Excerpt to read:
+++
Bring Back the Tea Party

Six months into Joe Biden’s presidency, the opposition to his sweeping agenda is practically nonexistent.

Rick Santelli’s 2009 rant against government bailouts on the floor of the Chicago Mercantile Exchange is widely seen as one of the triggers for the development of the Tea Party in the early months of the Obama administration. The movement gained steam as Democrats passed a massive economic-stimulus package and rammed through Obamacare. After propelling Republicans to take over Congress, it set up high-stakes standoffs over the size and scope of government and fidelity to the Constitution that came to define the Obama era.
+++
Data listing
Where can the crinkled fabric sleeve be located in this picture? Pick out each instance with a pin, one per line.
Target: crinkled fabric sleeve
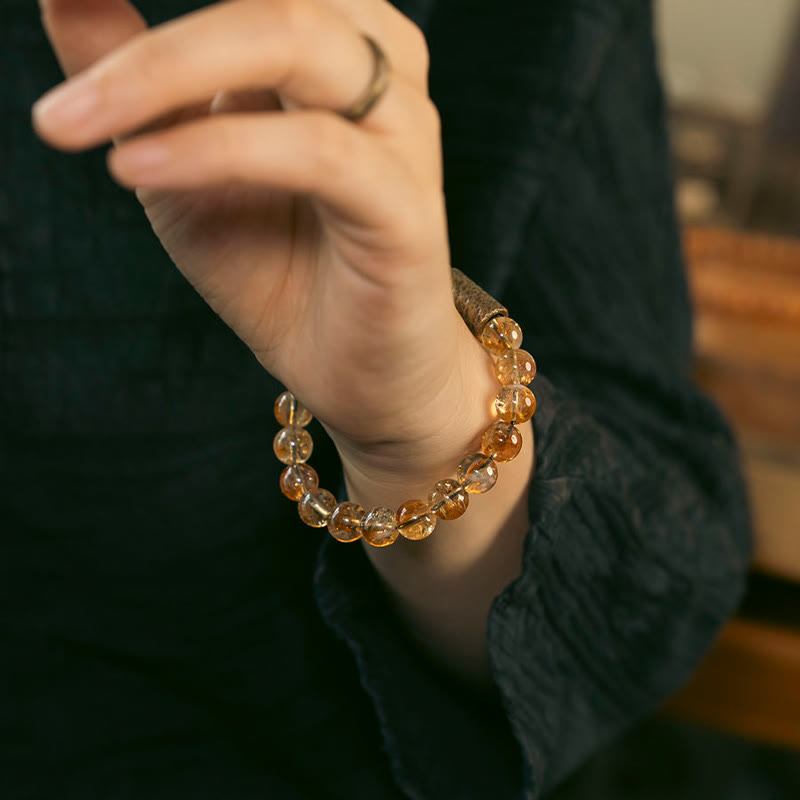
(639, 537)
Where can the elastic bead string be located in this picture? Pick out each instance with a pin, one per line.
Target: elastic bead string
(415, 519)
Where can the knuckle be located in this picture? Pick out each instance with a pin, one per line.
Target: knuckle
(225, 142)
(330, 145)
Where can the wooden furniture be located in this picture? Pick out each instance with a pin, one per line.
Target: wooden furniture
(746, 291)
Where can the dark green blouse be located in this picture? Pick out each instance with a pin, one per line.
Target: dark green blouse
(170, 629)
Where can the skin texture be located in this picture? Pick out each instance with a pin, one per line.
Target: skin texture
(322, 243)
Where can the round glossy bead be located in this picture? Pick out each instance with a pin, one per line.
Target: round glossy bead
(288, 411)
(379, 528)
(477, 473)
(297, 479)
(345, 522)
(515, 403)
(415, 520)
(515, 366)
(315, 507)
(502, 441)
(501, 334)
(292, 445)
(449, 499)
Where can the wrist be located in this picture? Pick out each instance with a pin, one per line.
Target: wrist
(390, 472)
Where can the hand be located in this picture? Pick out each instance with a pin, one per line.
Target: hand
(320, 242)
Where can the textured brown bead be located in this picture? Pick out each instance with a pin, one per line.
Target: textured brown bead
(292, 445)
(502, 441)
(501, 334)
(345, 522)
(515, 403)
(515, 366)
(289, 411)
(475, 305)
(415, 520)
(379, 528)
(477, 473)
(298, 479)
(315, 507)
(449, 499)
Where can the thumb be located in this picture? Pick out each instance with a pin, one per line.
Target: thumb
(82, 31)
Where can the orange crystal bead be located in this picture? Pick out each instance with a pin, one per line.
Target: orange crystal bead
(415, 520)
(292, 445)
(449, 499)
(315, 507)
(515, 403)
(379, 528)
(345, 521)
(289, 411)
(515, 366)
(501, 334)
(297, 479)
(477, 473)
(502, 441)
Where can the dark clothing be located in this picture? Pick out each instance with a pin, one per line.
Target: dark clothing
(169, 627)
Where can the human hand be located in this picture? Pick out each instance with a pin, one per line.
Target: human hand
(320, 242)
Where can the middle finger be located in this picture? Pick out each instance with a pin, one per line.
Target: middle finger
(305, 49)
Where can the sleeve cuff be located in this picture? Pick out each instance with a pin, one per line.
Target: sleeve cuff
(628, 572)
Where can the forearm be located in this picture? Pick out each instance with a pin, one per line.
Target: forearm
(443, 586)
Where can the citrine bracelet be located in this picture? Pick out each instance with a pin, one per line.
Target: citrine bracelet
(477, 473)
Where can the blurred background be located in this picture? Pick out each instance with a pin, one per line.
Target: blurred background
(731, 69)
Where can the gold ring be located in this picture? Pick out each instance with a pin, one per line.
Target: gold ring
(376, 88)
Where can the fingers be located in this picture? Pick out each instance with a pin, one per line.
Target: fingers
(306, 50)
(308, 151)
(83, 31)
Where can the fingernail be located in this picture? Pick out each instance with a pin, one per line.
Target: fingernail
(139, 158)
(69, 104)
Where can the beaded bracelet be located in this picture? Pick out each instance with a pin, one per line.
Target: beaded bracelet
(477, 473)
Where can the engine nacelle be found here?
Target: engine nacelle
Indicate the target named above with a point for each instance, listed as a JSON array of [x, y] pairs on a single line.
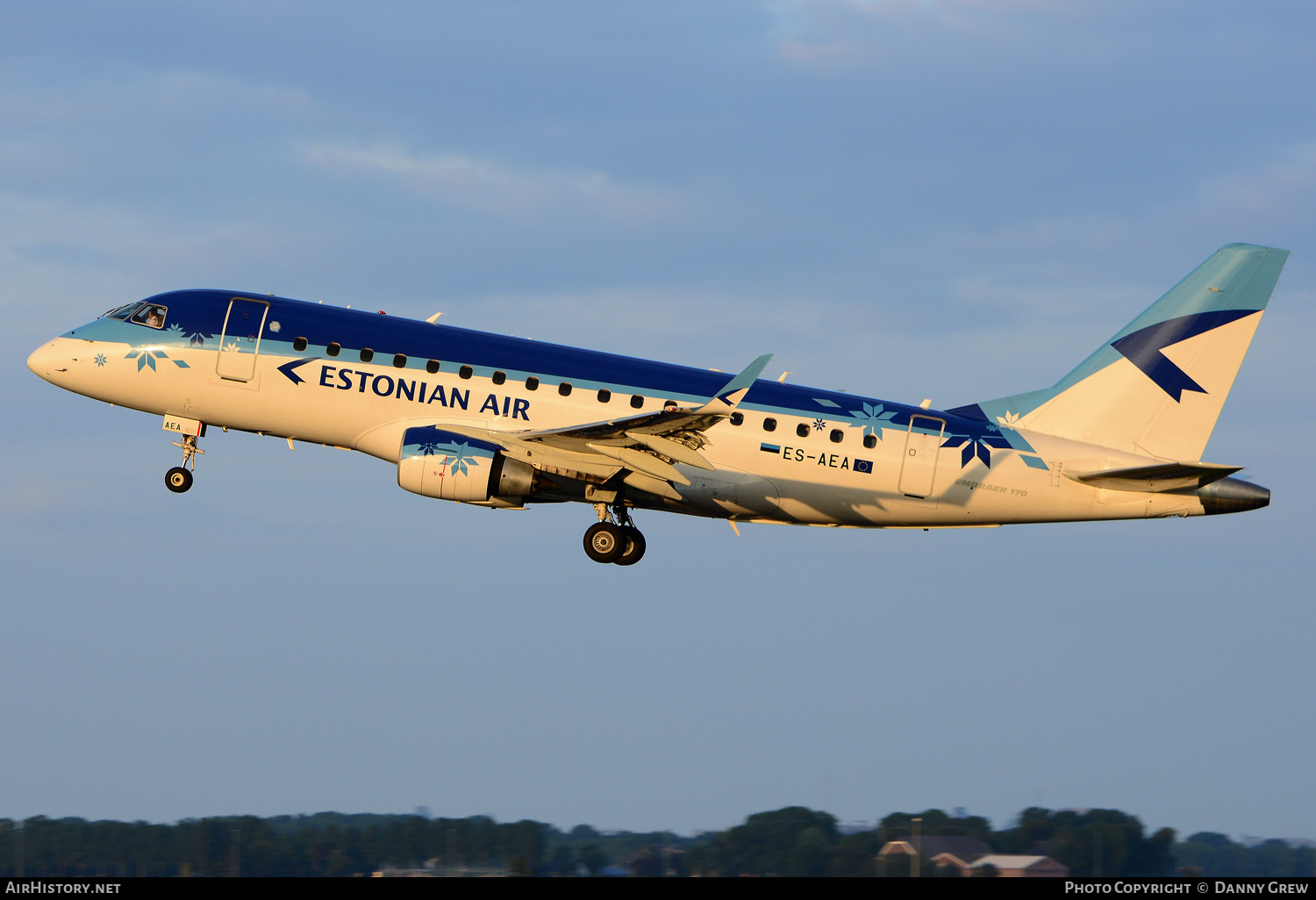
[[449, 466]]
+++
The problem: According to the Tea Party excerpt, what event is widely seen as one of the triggers for the movement's development?

Expected output: Rick Santelli's 2009 rant against government bailouts on the floor of the Chicago Mercantile Exchange.